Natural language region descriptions
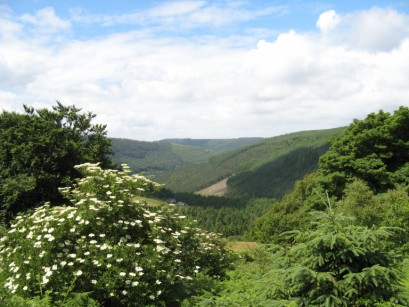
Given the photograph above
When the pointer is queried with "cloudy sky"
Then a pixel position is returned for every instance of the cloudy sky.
(206, 69)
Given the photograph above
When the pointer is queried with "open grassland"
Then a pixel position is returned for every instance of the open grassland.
(242, 246)
(217, 189)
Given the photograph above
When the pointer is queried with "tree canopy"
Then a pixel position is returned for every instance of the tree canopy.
(375, 150)
(39, 150)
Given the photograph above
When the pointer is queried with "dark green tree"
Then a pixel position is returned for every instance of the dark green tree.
(375, 150)
(339, 264)
(38, 152)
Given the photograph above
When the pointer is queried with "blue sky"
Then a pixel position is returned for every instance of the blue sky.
(206, 69)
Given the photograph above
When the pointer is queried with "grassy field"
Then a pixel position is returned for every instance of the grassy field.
(242, 246)
(217, 189)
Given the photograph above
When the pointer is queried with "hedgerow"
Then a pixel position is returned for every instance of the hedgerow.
(110, 245)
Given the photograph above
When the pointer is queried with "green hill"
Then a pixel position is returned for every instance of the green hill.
(153, 158)
(216, 145)
(266, 169)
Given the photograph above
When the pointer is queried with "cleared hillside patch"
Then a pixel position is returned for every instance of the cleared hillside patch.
(218, 189)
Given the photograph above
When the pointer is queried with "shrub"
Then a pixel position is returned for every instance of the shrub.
(110, 243)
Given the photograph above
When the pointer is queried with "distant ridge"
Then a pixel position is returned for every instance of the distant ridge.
(216, 145)
(268, 168)
(154, 158)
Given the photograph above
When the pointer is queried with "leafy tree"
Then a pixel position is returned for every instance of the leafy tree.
(111, 243)
(375, 150)
(360, 202)
(333, 263)
(38, 152)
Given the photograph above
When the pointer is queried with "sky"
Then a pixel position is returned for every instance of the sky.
(152, 70)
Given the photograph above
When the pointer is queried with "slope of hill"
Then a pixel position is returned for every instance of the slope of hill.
(274, 164)
(153, 158)
(216, 145)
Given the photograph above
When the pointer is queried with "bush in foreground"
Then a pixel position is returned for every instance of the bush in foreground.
(110, 243)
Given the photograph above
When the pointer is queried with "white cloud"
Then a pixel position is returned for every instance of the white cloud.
(373, 30)
(328, 20)
(148, 88)
(46, 20)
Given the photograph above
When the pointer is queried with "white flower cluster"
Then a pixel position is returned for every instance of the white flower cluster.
(109, 242)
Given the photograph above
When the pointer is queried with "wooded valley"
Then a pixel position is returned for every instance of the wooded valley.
(329, 210)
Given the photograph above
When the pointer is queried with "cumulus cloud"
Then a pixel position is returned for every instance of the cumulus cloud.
(328, 20)
(148, 87)
(373, 30)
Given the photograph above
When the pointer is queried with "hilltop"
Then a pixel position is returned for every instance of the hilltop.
(268, 168)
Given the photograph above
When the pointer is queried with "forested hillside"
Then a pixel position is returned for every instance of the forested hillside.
(153, 158)
(259, 170)
(216, 145)
(340, 237)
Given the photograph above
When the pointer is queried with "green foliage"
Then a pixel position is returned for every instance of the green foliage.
(375, 150)
(360, 202)
(38, 152)
(153, 158)
(276, 178)
(338, 264)
(109, 247)
(229, 217)
(289, 213)
(216, 145)
(255, 164)
(333, 263)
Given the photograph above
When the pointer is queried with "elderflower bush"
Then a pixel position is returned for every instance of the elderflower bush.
(110, 243)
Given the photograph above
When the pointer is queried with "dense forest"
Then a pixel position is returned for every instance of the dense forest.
(100, 237)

# [WHAT TO WORK ON]
Reproduce every line above as written, skipping pictures.

# [EXERCISE ANSWER]
Given the photograph above
When the pointer is queried with "cloudy sky"
Then a pixel position is returned for every instance of the cloudy sky.
(206, 69)
Given the photograph above
When the pointer is queried with "open grassland"
Then a pixel position is returned for every instance of the open grassland.
(242, 246)
(217, 189)
Given the photograph above
When the pointer is queried with "tree canopy"
Then a pixel position is returned for every instance of the tree canopy.
(375, 150)
(39, 150)
Given the photograph above
When the pointer is queried with "dark green tree"
Then a pixel position is returned for every instance of the dark green tree.
(375, 150)
(339, 264)
(38, 152)
Given the photograph above
When the pointer is queried with "blue sky"
Then a pixel position is returned for every instance of the blue sky.
(206, 69)
Given the photograph above
When the pointer is queried with "grassy field"
Then a pixel position is returned for every instance of the grassy field.
(242, 246)
(217, 189)
Given the photograph above
When the pointer is queried with "hedgerow"
Then a pixel position is returned for every instance of the hedgerow.
(110, 245)
Given the photograph above
When the pointer is queried with "green hill"
Then a pixel position is returned for every instance of the green hill.
(153, 158)
(216, 145)
(266, 169)
Given the photograph above
When the pointer is queried with "cleared hillside patch"
Then a pixel position is returned for every instance of the cleared hillside patch.
(218, 189)
Given the photograph above
When the pointer is queried with "shrub"
Then a pixel position is returned for every instance of the shrub.
(110, 243)
Given the photograph above
When the pointer is queried with "distant ridge"
Then a pixel position is returned for every instance of the distant ridge.
(216, 145)
(268, 168)
(154, 158)
Given the photograph above
When the pointer is queried with "leafy tree"
Then a pixel position is returned for every instance of the leafy tree.
(111, 243)
(375, 150)
(360, 202)
(333, 263)
(38, 152)
Given the photograph above
When the pointer is queried with "sky"
Then a pixel position is returned for every instance of the sky.
(152, 70)
Given the photograph above
When the pointer is queried with "slope of hill"
Then a pixel position is returned for every instance of the slope of hill.
(274, 164)
(153, 158)
(216, 145)
Given the photograph above
When the pointer is queried with "bush in foreground"
Then a pixel position is returned for every instance of the bush in foreground.
(110, 243)
Given the photograph above
When the pointer is queried with "white cloud"
Then a pixel position is returned for every instance of the white cloud.
(373, 30)
(328, 20)
(148, 88)
(46, 20)
Given the photograph above
When the pointer is queried with "white flower cluster"
Then a pixel position is returned for every instance of the white flower cluster.
(109, 242)
Given the photograph above
When the pointer is queried with "wooded valley"
Then a pixel position is returned for every instance of the wooded valley.
(329, 210)
Given the photograph above
When the pointer is queried with "cumulus cloud"
Then a pixel position is returned for every instance of the cumulus cloud.
(328, 20)
(148, 87)
(373, 30)
Given the photograph above
When the pointer is queried with "hilltop"
Then a pixel position is returned for every instance of the hilltop.
(268, 168)
Given the photograph above
When the pointer is queried with "forested hillside"
Then a pixel position is returned for every instance of the forested hillside.
(153, 158)
(259, 170)
(216, 145)
(340, 237)
Given the photograph above
When the pointer is queried with "green foliage"
Then a pixel position is returned for every instance of the green foliage.
(375, 150)
(360, 202)
(38, 152)
(153, 158)
(276, 178)
(338, 264)
(109, 247)
(229, 217)
(289, 213)
(216, 145)
(255, 164)
(333, 263)
Given the photograph above
When the pointer is queried with "elderflower bush"
Then a pixel position is returned for every instance of the elderflower bush.
(110, 243)
Given the photograph above
When the pointer is queried with "dense forest"
Then a pixel position is returned for every instance of the dense forest.
(100, 237)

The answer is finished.